* _Extracted text_
'''

Business Technology

UK policymakers need to better shape the future of drones in business

3 min read

24 July 2018

Drones will increasingly become major components of everyday life in towns and cities across the UK. But more needs to be done to flesh out laws and regulations.

To support tech firms eager to exploit the potential of drones – from acting as soaring ambulances, to traffic cops, firemen and builders – government planning and regulating for the future needs to begin now.

That’s one of the key findings from the Flying High report produced by Nesta’s Challenge Prize Centre, in partnership with Innovate UK.

It has outlined the opportunities and challenges of implementing drone technology in five UK city-regions – Bradford, London, Preston, Southampton and the West Midlands – along with the NHS, police and fire services, government, tech experts, academics and regulators.

Five socially beneficial use cases were analysed to investigate their technical, social and economic implications. This included a drone delivery network in London and the Solent for carrying urgent medical products between hospitals.

It also looked at drones responding to traffic incidents in the West Midlands to support the emergency services prior to their arrival and fire response in Bradford. How drones could support construction work for urban projects in Preston was another area of focus.

“The five city projects are all excellent examples of the potential for drone technology to make a real difference to our everyday lives,” said Andrew Tyrer, challenge director, Robots for a Safer World at UK Research & Innovation.

“This report clearly sets out the challenges involved in delivering the vision for drone utilisation in city landscapes, and also points out the huge potential for UK companies and organisations to seize these exciting opportunities.”

NESTA stated there was a demand for drones in each of the five cities but challenges to their adoption included uncertain public support, the need to create a regulatory environment to allow autonomous or piloted flight beyond the operator’s line of sight.

Having a clearer understanding of what is acceptable with regards to noise, pollution and safety is a must.

It called on policymakers, technologists and businesses to align their agendas on what the future of drones should look like.

“These are the issues we believe need to be solved sooner rather than later in order to unlock the full potential of the drone market in the UK,” the report stated.

“Hundreds of UK companies are working in this space. Make the right decisions and these businesses can prosper. Make the wrong ones and we could blow a golden opportunity to lead the world.”

A recent PwC report forecasted that drone technology could add £42 billion to the UK economy by 2030.

Thomas Frey, senior futurist at the Da Vinci Institute in Colorado, told the World Drones Congress last year there would be 1 billion drones in the world by 2030. As well as being used as ambulances and traffic managers he suggested drones could also act as jogging aids to encourage tiring runners and even for changing nappies!

'''

* _Dataset entries_
'''

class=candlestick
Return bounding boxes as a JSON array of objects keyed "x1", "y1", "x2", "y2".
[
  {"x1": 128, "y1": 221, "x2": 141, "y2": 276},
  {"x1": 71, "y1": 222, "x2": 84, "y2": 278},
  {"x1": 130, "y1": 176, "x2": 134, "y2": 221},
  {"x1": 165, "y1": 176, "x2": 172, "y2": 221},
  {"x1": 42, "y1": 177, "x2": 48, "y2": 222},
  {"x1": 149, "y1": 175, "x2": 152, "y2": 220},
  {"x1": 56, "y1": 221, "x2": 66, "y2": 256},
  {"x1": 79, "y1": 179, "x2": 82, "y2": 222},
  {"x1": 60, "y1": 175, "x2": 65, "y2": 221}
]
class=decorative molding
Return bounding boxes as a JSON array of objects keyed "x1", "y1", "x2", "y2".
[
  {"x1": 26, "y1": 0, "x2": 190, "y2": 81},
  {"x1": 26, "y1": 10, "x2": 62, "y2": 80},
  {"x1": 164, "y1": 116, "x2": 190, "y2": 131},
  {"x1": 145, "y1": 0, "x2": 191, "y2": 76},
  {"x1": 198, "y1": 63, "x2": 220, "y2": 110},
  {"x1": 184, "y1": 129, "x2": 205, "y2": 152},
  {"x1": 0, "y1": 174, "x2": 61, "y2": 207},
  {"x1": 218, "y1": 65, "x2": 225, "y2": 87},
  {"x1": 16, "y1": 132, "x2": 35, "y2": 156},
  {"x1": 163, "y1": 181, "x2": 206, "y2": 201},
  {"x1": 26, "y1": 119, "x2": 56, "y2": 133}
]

'''

Return the passage of the drone article between "It has outlined" and "products between hospitals.", inclusive, copying it word for word. The lines above have no connection to the article on drones.

* _Task response_
It has outlined the opportunities and challenges of implementing drone technology in five UK city-regions – Bradford, London, Preston, Southampton and the West Midlands – along with the NHS, police and fire services, government, tech experts, academics and regulators.

Five socially beneficial use cases were analysed to investigate their technical, social and economic implications. This included a drone delivery network in London and the Solent for carrying urgent medical products between hospitals.